#### Your goal
Copy the listing verbatim, beginning with the line that contains "A point marks every instance of the cliff" and continuing through the end of the listing, with both of those lines included. Omit the pictures from your answer.

#### Raw records
Start

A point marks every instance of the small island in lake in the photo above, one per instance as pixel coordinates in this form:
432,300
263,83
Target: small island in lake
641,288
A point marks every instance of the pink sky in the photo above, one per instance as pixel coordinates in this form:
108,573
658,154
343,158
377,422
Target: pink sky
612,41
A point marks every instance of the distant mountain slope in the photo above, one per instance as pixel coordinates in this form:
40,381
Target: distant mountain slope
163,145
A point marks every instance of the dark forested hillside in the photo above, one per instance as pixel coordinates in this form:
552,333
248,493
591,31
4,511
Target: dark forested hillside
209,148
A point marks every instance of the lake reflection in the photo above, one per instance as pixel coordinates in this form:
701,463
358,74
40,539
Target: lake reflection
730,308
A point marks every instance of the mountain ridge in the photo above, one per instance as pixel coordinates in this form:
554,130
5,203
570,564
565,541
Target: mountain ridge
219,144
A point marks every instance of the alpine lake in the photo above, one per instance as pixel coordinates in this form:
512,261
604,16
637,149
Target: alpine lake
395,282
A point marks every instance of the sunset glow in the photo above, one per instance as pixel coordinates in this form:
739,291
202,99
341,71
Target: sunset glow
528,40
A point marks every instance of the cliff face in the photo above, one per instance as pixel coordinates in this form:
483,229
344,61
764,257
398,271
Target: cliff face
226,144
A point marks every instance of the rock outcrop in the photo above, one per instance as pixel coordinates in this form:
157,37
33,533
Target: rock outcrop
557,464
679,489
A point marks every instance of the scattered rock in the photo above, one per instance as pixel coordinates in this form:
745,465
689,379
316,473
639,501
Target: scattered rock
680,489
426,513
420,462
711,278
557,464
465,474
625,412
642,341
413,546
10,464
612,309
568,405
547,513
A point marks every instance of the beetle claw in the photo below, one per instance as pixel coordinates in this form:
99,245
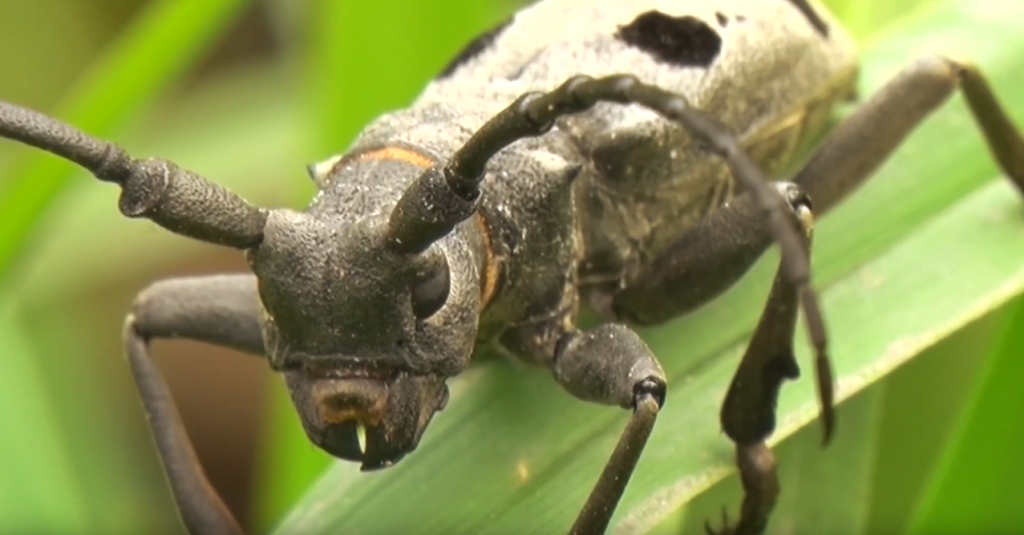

End

#### Result for this task
A point marks every instance of the cliff face in the photo above, one per instance as pixel coordinates in this form:
483,229
344,61
764,257
398,271
Target: cliff face
226,144
A point marks every instance of the rock outcrop in the photo above, one per instance as pixel coordinates in this form:
157,37
33,533
Target: rock outcrop
557,464
679,489
A point marks every instance of the scattered rock in the photo above, one per instance as pixel coordinates in this form:
745,465
689,379
316,473
639,501
Target: scattered rock
680,489
426,513
420,462
711,278
557,464
465,474
625,412
642,341
413,546
10,464
612,309
568,405
547,513
A point marks every instance of the beetle claw in the photo below, one per instance as pixel coordinates in this form:
99,245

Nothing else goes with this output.